• **What needs to be done**
Let the line containing "# locate pink" serve as the first line of the answer and the final line of the entries as its last, with every line between copied exactly.

━━━━━ Data for the task ━━━━━

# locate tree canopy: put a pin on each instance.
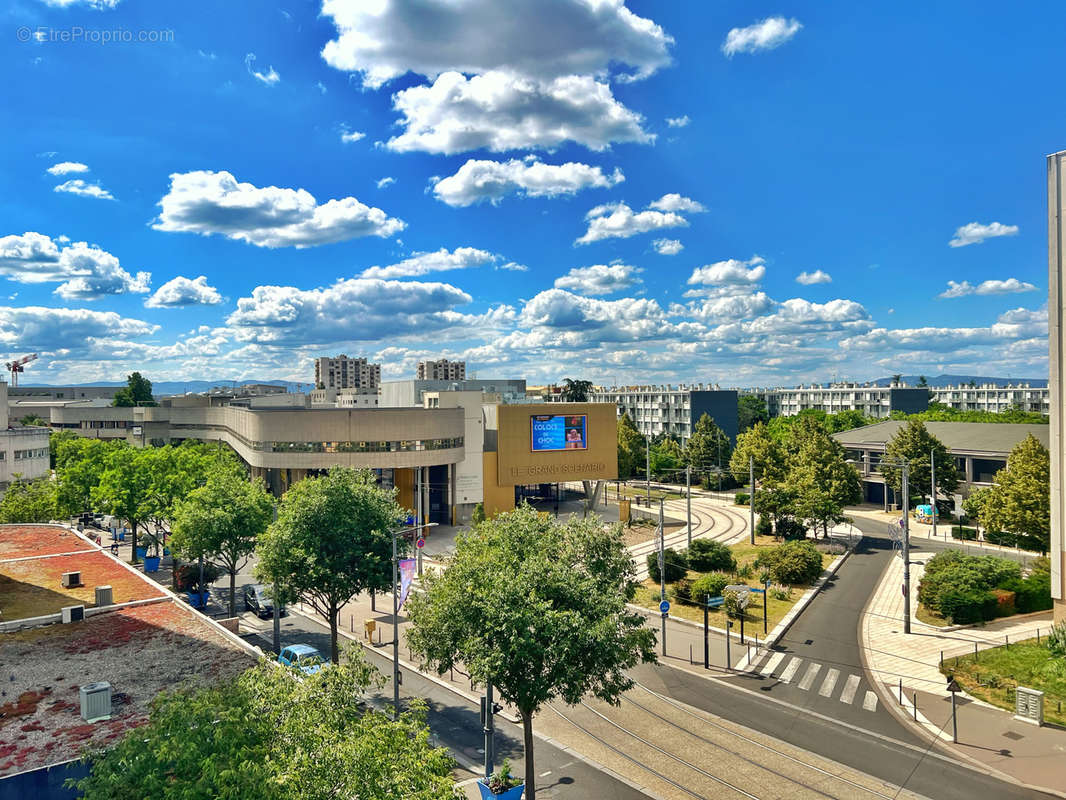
(1019, 500)
(136, 392)
(222, 520)
(271, 735)
(913, 444)
(537, 608)
(576, 392)
(333, 539)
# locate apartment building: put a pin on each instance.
(873, 401)
(441, 370)
(990, 397)
(342, 372)
(672, 410)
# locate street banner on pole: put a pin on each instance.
(407, 566)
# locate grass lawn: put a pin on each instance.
(647, 593)
(995, 674)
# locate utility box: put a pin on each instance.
(96, 701)
(1029, 705)
(74, 613)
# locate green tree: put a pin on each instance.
(333, 539)
(576, 392)
(750, 409)
(222, 520)
(630, 448)
(1020, 497)
(539, 610)
(913, 443)
(125, 488)
(28, 501)
(136, 392)
(708, 447)
(271, 735)
(757, 446)
(822, 479)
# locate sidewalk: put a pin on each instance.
(987, 735)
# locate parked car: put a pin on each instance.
(304, 657)
(257, 600)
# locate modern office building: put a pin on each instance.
(23, 449)
(672, 410)
(441, 370)
(1056, 309)
(343, 372)
(980, 450)
(873, 401)
(992, 398)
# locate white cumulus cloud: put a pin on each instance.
(818, 276)
(974, 233)
(479, 180)
(205, 202)
(667, 246)
(388, 38)
(1010, 286)
(441, 260)
(500, 111)
(83, 189)
(763, 35)
(181, 291)
(599, 278)
(64, 168)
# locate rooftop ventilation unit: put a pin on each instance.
(96, 701)
(74, 613)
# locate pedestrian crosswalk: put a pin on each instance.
(785, 668)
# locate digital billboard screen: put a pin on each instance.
(559, 432)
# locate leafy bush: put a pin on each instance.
(708, 556)
(790, 528)
(793, 562)
(709, 586)
(764, 527)
(676, 565)
(1056, 639)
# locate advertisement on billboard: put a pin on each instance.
(559, 432)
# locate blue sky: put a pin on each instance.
(739, 192)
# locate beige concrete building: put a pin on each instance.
(441, 370)
(343, 372)
(1056, 307)
(23, 449)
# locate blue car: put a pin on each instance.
(304, 657)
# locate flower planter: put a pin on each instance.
(486, 794)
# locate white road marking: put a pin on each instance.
(829, 684)
(848, 696)
(809, 676)
(790, 671)
(772, 664)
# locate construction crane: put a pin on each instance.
(18, 366)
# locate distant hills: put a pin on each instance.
(947, 380)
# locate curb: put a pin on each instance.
(940, 738)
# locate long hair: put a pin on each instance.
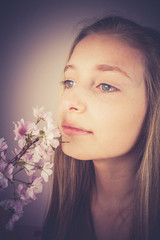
(69, 216)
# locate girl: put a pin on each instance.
(107, 170)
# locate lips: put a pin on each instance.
(71, 130)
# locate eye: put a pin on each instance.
(68, 83)
(107, 88)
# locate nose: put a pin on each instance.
(74, 102)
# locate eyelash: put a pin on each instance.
(65, 82)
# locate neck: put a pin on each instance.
(114, 179)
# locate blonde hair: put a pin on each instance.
(69, 216)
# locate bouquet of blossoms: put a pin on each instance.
(33, 156)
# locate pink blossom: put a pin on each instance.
(38, 112)
(6, 172)
(21, 191)
(46, 171)
(35, 188)
(3, 145)
(22, 128)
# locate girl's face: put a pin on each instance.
(103, 103)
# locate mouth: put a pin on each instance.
(73, 130)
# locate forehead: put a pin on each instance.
(107, 49)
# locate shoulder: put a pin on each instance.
(27, 232)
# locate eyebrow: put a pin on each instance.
(102, 68)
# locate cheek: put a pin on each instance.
(118, 130)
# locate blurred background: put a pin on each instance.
(35, 37)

━━━━━

• **Answer below**
# locate pink blossom: put a pin on each instance.
(38, 112)
(6, 172)
(21, 191)
(46, 171)
(35, 188)
(3, 145)
(22, 128)
# locate girl's face: put a pin on each instance.
(103, 103)
# locate mouth: put a pin on each instance.
(73, 130)
# locate forehead: put a pin on each instance.
(107, 49)
# locate shoulder: put a pin on each instance.
(27, 232)
# locate eyebrow: put a pin on each instance.
(102, 68)
# locate cheek: put a pin on each instance.
(118, 130)
# locate blurred background: put a pin on each instance.
(35, 37)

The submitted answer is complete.